**LESETEXT:**
29.      Sicherlich schließt dies nicht aus, dass die Richtlinie 2004/38 auch einmal gegenüber dem Heimatland eines Unionsbürgers zur Anwendung kommt, wenn ein Bezug zum Unionsrecht besteht. So entspricht es ständiger Rechtsprechung, dass ein Unionsbürger, der von seinem Recht auf Freizügigkeit Gebrauch gemacht hat und in seinen Heimatmitgliedstaat zurückkehren will, sich diesem Staat gegenüber auf das Unionsrecht berufen darf(21). Gleiches gilt übrigens auch, wenn ein Unionsbürger seinen Heimatmitgliedstaat verlassen will, um sich in Ausübung der Freizügigkeitsrechte des Unionsrechts in einen anderen Mitgliedstaat zu begeben(22).

30.      Eine Unionsbürgerin wie Frau McCarthy, die sich immer in einem Mitgliedstaat ihrer Staatsangehörigkeit aufgehalten und auch nie von ihrem unionsrechtlich garantierten Freizügigkeitsrecht Gebrauch gemacht hat, fällt jedoch weder nach dem Wortlaut von Art. 3 Abs. 1 noch nach der Zielsetzung und dem Regelungszusammenhang jener Vorschrift in den Geltungsbereich der Richtlinie 2004/38. Gleiches gilt für die Familienangehörigen von Frau McCarthy(23), da deren Einreise- und Aufenthaltsrechte – sowie allgemeiner die Möglichkeit der Familienzusammenführung – nicht auf einem originären Freizügigkeitsrecht beruhen, sondern vom Freizügigkeitsrecht der Unionsbürgerin abgeleitet sind und dessen Verwirklichung dienen(24).

**BEREITGESTELLTE DATEN:**
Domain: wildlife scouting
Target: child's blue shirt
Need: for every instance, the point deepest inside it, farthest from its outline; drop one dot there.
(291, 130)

**ZU ERLEDIGENDE AUFGABEN:**
• a. Beantworten Sie anhand des Lesetextes die folgenden Fragen:
(i) Welcher Unionsbürger darf sich nach ständiger Rechtsprechung gegenüber seinem Heimatmitgliedstaat auf das Unionsrecht berufen?
(ii) Welche Vorschrift der Richtlinie 2004/38 wird mit Artikel und Absatz genannt?
(iii) Worauf beruhen die Einreise- und Aufenthaltsrechte der Familienangehörigen von Frau McCarthy nicht?
• b. Erklären Sie mit der Begründung aus dem Lesetext, warum auch die Familienangehörigen von Frau McCarthy nicht in den Geltungsbereich der Richtlinie 2004/38 fallen.
• c. Kopieren Sie aus dem Lesetext den Abschnitt zwischen „29.      Sicherlich schließt dies“ und „Mitgliedstaat zu begeben(22).“, beide Stellen eingeschlossen.

**LÖSUNGEN NACH AUFGABEN:**
• a.
(i) Ein Unionsbürger, der von seinem Recht auf Freizügigkeit Gebrauch gemacht hat und in seinen Heimatmitgliedstaat zurückkehren will.
(ii) Art. 3 Abs. 1.
(iii) Sie beruhen nicht auf einem originären Freizügigkeitsrecht.

• b. Ihre Einreise- und Aufenthaltsrechte beruhen nicht auf einem originären Freizügigkeitsrecht. Sie sind vielmehr vom Freizügigkeitsrecht der Unionsbürgerin abgeleitet und dienen dessen Verwirklichung. Frau McCarthy selbst hat von diesem Recht nie Gebrauch gemacht.

• c.
29.      Sicherlich schließt dies nicht aus, dass die Richtlinie 2004/38 auch einmal gegenüber dem Heimatland eines Unionsbürgers zur Anwendung kommt, wenn ein Bezug zum Unionsrecht besteht. So entspricht es ständiger Rechtsprechung, dass ein Unionsbürger, der von seinem Recht auf Freizügigkeit Gebrauch gemacht hat und in seinen Heimatmitgliedstaat zurückkehren will, sich diesem Staat gegenüber auf das Unionsrecht berufen darf(21). Gleiches gilt übrigens auch, wenn ein Unionsbürger seinen Heimatmitgliedstaat verlassen will, um sich in Ausübung der Freizügigkeitsrechte des Unionsrechts in einen anderen Mitgliedstaat zu begeben(22).